Records for the exercise:
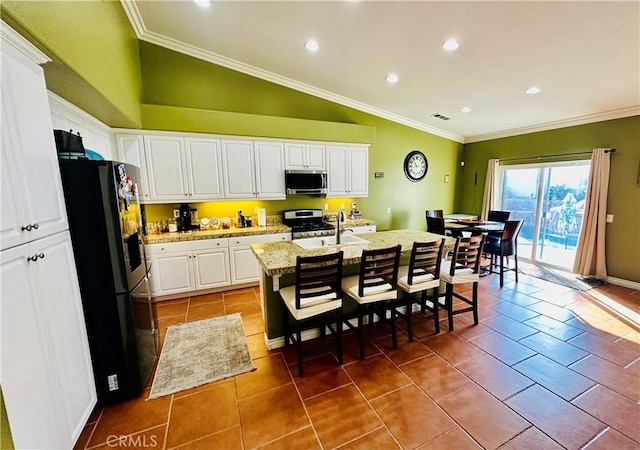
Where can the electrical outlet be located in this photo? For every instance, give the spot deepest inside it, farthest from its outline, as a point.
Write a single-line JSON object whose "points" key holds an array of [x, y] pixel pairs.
{"points": [[113, 382]]}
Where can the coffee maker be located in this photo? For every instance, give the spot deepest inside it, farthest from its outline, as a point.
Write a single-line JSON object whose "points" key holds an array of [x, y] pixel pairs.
{"points": [[184, 222]]}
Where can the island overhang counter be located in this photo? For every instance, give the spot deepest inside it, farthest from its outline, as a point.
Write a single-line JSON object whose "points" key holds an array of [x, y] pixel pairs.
{"points": [[278, 263]]}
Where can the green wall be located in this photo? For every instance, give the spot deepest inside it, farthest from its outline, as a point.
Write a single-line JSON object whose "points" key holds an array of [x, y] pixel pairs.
{"points": [[94, 51], [173, 79], [623, 235]]}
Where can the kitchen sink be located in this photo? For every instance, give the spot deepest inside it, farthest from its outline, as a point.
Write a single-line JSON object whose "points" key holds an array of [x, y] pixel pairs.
{"points": [[322, 242]]}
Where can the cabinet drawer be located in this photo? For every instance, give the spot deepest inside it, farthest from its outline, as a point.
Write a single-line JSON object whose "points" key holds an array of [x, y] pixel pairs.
{"points": [[248, 240], [186, 246]]}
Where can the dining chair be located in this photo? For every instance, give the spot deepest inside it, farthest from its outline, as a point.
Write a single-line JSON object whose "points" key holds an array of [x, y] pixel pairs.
{"points": [[377, 285], [496, 216], [422, 274], [506, 246], [435, 225], [462, 268], [316, 294], [434, 213]]}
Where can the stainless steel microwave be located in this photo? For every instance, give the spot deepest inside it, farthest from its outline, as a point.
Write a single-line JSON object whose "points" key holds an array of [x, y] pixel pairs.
{"points": [[309, 182]]}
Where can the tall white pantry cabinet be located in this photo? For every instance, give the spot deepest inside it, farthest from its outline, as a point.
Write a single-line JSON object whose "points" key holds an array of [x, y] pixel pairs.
{"points": [[45, 365]]}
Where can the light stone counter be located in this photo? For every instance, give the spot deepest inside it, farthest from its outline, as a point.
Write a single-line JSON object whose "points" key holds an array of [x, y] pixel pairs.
{"points": [[279, 258], [278, 261], [214, 234]]}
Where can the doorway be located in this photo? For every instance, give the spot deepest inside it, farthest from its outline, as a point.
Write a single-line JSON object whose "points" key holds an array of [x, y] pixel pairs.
{"points": [[550, 198]]}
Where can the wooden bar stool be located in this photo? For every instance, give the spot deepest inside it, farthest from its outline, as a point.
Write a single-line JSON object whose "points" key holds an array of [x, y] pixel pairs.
{"points": [[316, 294]]}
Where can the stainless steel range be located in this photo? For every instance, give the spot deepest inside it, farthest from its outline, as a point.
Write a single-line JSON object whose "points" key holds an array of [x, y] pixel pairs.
{"points": [[307, 223]]}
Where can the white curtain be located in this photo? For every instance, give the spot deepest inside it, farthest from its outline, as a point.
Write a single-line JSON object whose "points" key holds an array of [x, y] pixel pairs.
{"points": [[489, 199], [590, 253]]}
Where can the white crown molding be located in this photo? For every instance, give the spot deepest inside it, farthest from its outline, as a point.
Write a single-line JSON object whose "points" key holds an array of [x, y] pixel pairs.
{"points": [[143, 34], [223, 61], [581, 120], [135, 19], [154, 38], [14, 39]]}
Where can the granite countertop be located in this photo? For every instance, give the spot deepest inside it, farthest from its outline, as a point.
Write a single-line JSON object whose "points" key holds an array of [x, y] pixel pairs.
{"points": [[275, 228], [214, 234], [278, 258]]}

Work to do: Output every line of the listing above as a numbered list, skipping any blank lines. Leave the pictures out.

Complete response:
1. Where can the electrical outlet be located in this photo? For every instance, give the spot deepest inside it, farthest from its outline, as a point.
2. Write a single-line JSON object whose "points" key holds an array of [x, y] pixel pairs.
3. {"points": [[113, 382]]}
4. Where can the coffee maker be located in this photo? For every instance, give the spot deepest inside it, farthest from its outline, as a point.
5. Write a single-line JSON object whose "points" key holds an array of [x, y] pixel pairs.
6. {"points": [[184, 222]]}
7. Where can the island overhang counter be located in this photo? For every instance, give the spot deepest inside it, farthest from its outline, as a point.
8. Write a single-line JSON object whose "points" key holds an array of [x, y] pixel pairs.
9. {"points": [[278, 263]]}
10. Where can the green wall be located in this photo? For every instance, give the spot deepest inside it, farthest from its outline, as a point.
11. Write a single-line JSON object whose "points" key holds an array of [x, y] pixel pairs.
12. {"points": [[94, 51], [173, 79], [623, 235]]}
13. Where can the kitchen sink be located in this photo? For every instance, give the spot deepest inside it, farthest from its outline, as a point.
14. Write a single-line JSON object whose "points" key holds an array of [x, y] pixel pairs.
15. {"points": [[322, 242]]}
16. Where can the cabinet drawer be located in this photo? For every instance, give the spot deepest inside it, farthest from its outline, as a point.
17. Write a single-line JSON object whose "points" key holds an array of [x, y] pixel pairs.
18. {"points": [[248, 240], [186, 246]]}
19. Where can the dining chair be located in this photo? For every instance, give the spot deepest inside it, farthest from its outline, as a point.
20. Write a single-line JSON object whose "points" key holds an array of [x, y] pixel pairs.
21. {"points": [[377, 285], [496, 216], [422, 274], [506, 246], [435, 225], [462, 268], [316, 294], [434, 213]]}
22. Where can the stainless steel microwave be located in this photo? For every instance, give the spot deepest inside it, farthest from its outline, as a point.
23. Write a single-line JSON object whose "points" key holds an array of [x, y] pixel pairs.
24. {"points": [[309, 182]]}
25. Where can the tall white pantry cabinet be located in this photo? For every instance, give the spot deepest inside it, farthest from its outline, as a point.
26. Write a single-line JSON object whose "points" key holds an array of [x, y] pixel pairs.
27. {"points": [[45, 365]]}
28. Where can the light stone counter be located in this photo? For every instance, give the spot deepest inside it, farthest from its outline, as a point.
29. Write a single-line JSON object whose "points" key holds an array of [x, y] pixel pairs.
30. {"points": [[279, 258], [278, 261], [214, 234]]}
31. Where can the doorway be located in this photo? For every instance, give the spot deepest inside it, farthest from its outline, as a point.
32. Write a single-line JSON object whose "points" key holds an array of [x, y] pixel pairs.
33. {"points": [[550, 198]]}
34. Where can the wooden bar stool be located in this photo? For every instance, give the spot deepest inside it, farthest from its outline, as a point.
35. Write a single-line JSON object whose "points" key holds an array of [x, y] pixel pairs.
36. {"points": [[316, 294]]}
37. Where can the stainless steel range be located in this photo? For every instance, give the spot deepest inside it, farthest from its outline, as a point.
38. Write a single-line JSON object whose "points" key holds an array of [x, y] pixel pairs.
39. {"points": [[307, 223]]}
40. Where can the white curtain be located in this photo? For every instance, give the spot deepest inside it, farthest from its outline, as a point.
41. Write a single-line JSON object whose "points" key holds an array of [x, y] pixel pairs.
42. {"points": [[489, 199], [590, 253]]}
43. Where can the white crown molding be located in this photo? For every instance, give the spot deepest inside it, farthest from its outline, as a point.
44. Write a single-line JSON object whose "points" key holds an array of [x, y] pixel pairs.
45. {"points": [[143, 34], [223, 61], [581, 120], [135, 19], [154, 38], [14, 39]]}
46. Where can the granite countertop be located in this photo? For every instance, give the spot deepest inside it, farthest from its outline, as a point.
47. Write a single-line JSON object whose "points" key holds an array of [x, y] pixel pairs.
48. {"points": [[275, 228], [214, 234], [278, 258]]}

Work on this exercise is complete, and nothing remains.